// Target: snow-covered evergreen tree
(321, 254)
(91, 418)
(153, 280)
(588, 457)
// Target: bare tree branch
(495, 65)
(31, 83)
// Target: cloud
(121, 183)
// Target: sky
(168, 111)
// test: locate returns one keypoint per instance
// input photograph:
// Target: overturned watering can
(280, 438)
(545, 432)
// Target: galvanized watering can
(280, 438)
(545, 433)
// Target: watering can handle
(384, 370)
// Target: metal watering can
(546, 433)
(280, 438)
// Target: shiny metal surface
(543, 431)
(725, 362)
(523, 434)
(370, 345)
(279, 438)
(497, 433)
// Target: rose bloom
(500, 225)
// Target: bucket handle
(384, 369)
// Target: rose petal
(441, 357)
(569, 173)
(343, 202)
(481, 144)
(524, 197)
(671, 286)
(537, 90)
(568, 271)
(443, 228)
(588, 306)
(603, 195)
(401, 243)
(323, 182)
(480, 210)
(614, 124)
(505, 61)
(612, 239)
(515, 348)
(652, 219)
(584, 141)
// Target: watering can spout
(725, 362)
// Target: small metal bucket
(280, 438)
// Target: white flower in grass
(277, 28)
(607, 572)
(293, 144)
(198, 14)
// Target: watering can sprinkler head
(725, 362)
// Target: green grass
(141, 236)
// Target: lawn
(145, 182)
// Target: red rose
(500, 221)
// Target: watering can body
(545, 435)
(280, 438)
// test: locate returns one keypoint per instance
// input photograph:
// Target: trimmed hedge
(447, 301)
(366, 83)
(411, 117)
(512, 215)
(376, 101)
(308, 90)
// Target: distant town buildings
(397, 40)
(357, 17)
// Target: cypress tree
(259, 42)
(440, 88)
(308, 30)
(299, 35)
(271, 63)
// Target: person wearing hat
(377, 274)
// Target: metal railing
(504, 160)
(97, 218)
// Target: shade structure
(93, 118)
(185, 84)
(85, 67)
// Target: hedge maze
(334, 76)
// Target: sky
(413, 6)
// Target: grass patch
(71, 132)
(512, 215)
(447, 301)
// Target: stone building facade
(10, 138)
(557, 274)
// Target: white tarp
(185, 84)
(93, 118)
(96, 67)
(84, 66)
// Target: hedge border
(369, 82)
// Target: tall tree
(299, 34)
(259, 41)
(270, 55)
● ● ● ● ● ● ●
● JOB
Repeat, without change, each line of the data above from the one that contains "Target: red rose" through the final line, counting both.

● THE COMPLETED TASK
// Target: red rose
(500, 221)
// Target: watering can body
(545, 435)
(280, 438)
// test: locate returns one keypoint per instance
// input photograph:
// Target: trimmed hedge
(447, 301)
(366, 83)
(411, 117)
(512, 215)
(376, 101)
(308, 90)
// Target: distant town buildings
(397, 40)
(357, 17)
// Target: cypress tree
(259, 42)
(440, 88)
(308, 30)
(299, 35)
(271, 63)
// Target: person wearing hat
(377, 274)
// Target: metal railing
(504, 160)
(97, 218)
// Target: shade structure
(93, 118)
(185, 84)
(85, 67)
// Target: hedge maze
(334, 76)
// Target: sky
(413, 6)
// Target: grass patch
(71, 132)
(512, 215)
(447, 301)
// Target: stone building facade
(10, 138)
(557, 274)
// Target: white tarp
(185, 84)
(93, 118)
(96, 67)
(84, 66)
// Target: hedge border
(369, 82)
// Target: tall tree
(299, 34)
(259, 41)
(270, 55)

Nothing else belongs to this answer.